Text provided:
--- start ---

He always asks me questions that makes me think long hours on ending about the way things are done.

Recently Kwaku told me and Gideon, my 21 year old brother, about how we suck. He told Gideon about awfully unhealthy it is for him not to talk about his problems…. “Gideon thinks he can always solve his own problems and doesn’t share them” - and then he added smartly; ’ When you share your problems it’s already half-way solved.’

We were all eating from one bowl at the time - and he told me about my poor habit of not chewing properly and me constantly asking him to eat as fast as I do. He told me: ‘Sammy, if the machine in your mouth doesn’t do it’s job properly it burdens the machine in the stomach’. You don’t want to get sick - do you?

Kwaku is not always matured though. He sometimes acts a lot like a child - when I ask him to go to school or I ask him to take his drugs. I guess I am not always matured either.

--- end ---

Supplied records:
--- start ---

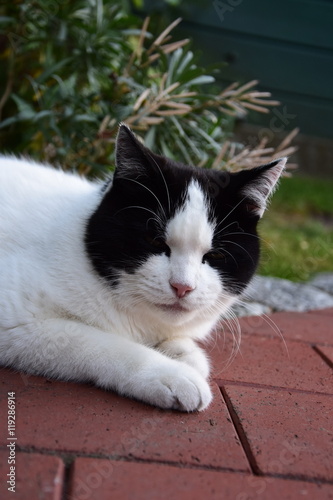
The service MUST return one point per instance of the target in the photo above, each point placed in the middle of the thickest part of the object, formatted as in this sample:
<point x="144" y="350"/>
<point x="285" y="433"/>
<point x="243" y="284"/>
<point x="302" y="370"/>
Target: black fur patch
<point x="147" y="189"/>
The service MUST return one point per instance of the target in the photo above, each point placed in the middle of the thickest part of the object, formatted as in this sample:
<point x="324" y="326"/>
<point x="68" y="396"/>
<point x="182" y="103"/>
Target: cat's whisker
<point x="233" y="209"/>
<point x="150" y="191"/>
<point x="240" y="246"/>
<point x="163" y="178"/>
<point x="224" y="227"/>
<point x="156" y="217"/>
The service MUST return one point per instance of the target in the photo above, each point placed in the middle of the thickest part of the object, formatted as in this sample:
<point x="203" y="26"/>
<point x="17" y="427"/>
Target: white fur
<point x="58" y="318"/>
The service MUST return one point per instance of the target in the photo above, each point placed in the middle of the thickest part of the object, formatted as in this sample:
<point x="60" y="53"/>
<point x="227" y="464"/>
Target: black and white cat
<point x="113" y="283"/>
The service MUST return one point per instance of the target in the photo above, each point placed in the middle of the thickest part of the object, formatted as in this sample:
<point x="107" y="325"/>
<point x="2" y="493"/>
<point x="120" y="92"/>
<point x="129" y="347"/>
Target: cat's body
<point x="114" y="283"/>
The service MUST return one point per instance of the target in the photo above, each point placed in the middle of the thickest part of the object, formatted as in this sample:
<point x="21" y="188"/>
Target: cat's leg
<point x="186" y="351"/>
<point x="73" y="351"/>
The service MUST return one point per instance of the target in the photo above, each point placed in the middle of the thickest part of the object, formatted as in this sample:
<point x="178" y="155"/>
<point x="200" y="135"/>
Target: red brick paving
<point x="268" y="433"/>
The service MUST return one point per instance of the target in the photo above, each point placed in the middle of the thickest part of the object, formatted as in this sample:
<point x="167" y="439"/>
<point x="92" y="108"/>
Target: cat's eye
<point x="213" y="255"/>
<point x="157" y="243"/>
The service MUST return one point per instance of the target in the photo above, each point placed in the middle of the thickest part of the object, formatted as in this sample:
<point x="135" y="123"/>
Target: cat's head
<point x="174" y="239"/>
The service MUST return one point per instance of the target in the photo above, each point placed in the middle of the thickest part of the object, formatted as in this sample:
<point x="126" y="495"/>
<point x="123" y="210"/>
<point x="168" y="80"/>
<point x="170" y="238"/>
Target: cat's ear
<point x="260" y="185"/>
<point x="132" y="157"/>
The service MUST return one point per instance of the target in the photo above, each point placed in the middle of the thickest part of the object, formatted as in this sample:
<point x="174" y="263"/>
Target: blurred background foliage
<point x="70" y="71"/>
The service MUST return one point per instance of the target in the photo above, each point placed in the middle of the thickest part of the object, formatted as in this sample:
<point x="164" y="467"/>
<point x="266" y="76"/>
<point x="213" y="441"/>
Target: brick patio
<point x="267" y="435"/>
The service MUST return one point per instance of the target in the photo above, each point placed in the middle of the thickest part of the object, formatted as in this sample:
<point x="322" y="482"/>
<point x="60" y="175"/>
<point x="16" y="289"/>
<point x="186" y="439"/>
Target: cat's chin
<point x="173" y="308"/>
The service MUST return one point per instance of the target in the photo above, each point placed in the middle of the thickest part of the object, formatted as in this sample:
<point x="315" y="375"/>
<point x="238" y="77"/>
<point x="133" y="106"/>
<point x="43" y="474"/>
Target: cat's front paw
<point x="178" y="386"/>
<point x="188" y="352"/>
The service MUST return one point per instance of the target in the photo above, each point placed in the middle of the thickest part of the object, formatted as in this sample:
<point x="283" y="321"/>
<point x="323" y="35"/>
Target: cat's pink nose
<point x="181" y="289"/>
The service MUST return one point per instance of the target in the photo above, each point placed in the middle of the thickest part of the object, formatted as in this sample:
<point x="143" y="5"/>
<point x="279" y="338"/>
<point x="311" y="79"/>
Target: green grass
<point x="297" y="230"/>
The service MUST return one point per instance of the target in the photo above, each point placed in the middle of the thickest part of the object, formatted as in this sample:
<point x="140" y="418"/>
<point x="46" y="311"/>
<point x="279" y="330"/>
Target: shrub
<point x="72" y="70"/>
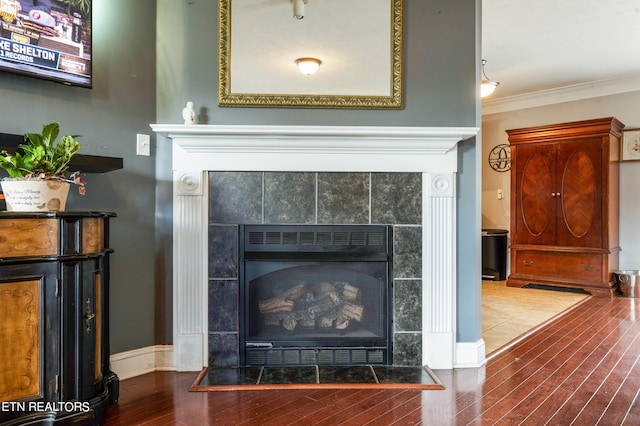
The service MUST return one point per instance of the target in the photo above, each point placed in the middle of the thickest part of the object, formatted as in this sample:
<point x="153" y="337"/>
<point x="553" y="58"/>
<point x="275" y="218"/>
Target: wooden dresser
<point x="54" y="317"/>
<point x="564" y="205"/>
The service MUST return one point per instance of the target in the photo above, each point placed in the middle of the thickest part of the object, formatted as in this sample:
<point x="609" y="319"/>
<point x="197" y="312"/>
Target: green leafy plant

--- end ---

Exercise goal:
Write what comes next in the passage about Kwaku, picking up after its final sentence. The entries have no connection to the passage about Kwaku.

Response to this task:
Kwaku doesn’t know how to read but he speaks and understands english almost perfectly. He asks a lot of questions, every time we watch a movie together, so he keeps improving.

And he always sits like a monk when we are eating, learning or watching TV together.


In Ghana, the Akan ethnic groups have names given to babies depending on the day they are born. For example: Kwaku is the name given to a male child born on Wednesday. And Kofi is the name given to male child born on Friday.

I will tell you more about names very soon.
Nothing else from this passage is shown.